By Joshua Worlasi AMLANU
The Social Security and National Insurance Trust’s (SSNIT) plan to divest its majority stakes in some six hotels has hit a significant roadblock, with negotiations stalling over disagreements on payment terms, according to the Director General, Kofi Bosompem Osafo-Maafo.
This development marks the latest twist in a protracted sale process that has been ongoing since 2018. This is being compounded by last week’s directive from the National Pensions Regulatory Authority (NPRA).
SSNIT’s Director General revealed during a media briefing that negotiations with Rock City, the preferred bidder, have reached an impasse. “The assets have not been sold. The negotiations have stalled because we can’t agree on the payment terms,” Osafo-Maafo stated.
Rock City had offered US$61.2 million for SSNIT’s 60% stake in four hotels, slightly above the US$59 million valuation based on recent comparable sales.
The crux of the disagreement lies in the payment structure. Osafo-Maafo explained that while SSNIT prefers a single upfront payment, the memorandum of understanding allows for negotiation on terms and duration of payment. This flexibility, intended to facilitate the sale, has instead become a point of contention.

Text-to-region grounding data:
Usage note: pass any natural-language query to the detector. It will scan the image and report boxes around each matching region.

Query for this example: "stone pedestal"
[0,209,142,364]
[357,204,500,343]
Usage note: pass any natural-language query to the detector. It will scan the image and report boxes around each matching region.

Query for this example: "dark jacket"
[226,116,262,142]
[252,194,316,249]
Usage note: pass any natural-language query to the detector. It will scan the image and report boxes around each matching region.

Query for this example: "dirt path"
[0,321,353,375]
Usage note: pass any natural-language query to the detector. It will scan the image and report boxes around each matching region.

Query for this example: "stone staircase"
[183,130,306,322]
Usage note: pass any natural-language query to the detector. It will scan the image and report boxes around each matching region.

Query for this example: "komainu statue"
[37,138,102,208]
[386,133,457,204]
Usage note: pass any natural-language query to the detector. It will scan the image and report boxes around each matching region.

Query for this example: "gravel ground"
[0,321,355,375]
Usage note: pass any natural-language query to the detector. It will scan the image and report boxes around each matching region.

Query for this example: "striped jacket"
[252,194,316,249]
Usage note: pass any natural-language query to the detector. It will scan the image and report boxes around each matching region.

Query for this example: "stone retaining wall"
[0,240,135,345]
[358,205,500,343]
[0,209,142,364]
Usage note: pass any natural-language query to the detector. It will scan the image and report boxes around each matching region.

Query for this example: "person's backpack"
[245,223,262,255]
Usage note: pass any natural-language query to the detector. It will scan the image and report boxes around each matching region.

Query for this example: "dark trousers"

- Exercise requirements:
• a. Answer these questions from the passage on SSNIT's hotel sale.
(i) Since what year has the sale process been ongoing?
(ii) How much did Rock City offer for SSNIT's 60% stake in four hotels?
(iii) What kind of payment does SSNIT prefer?
• b. Copy the passage on SSNIT's hotel sale word for word between "SSNIT’s Director General" and "recent comparable sales.", inclusive.

- Task-by-task results:
• a.
(i) 2018
(ii) US$61.2 million
(iii) A single upfront payment

• b.
SSNIT’s Director General revealed during a media briefing that negotiations with Rock City, the preferred bidder, have reached an impasse. “The assets have not been sold. The negotiations have stalled because we can’t agree on the payment terms,” Osafo-Maafo stated.
Rock City had offered US$61.2 million for SSNIT’s 60% stake in four hotels, slightly above the US$59 million valuation based on recent comparable sales.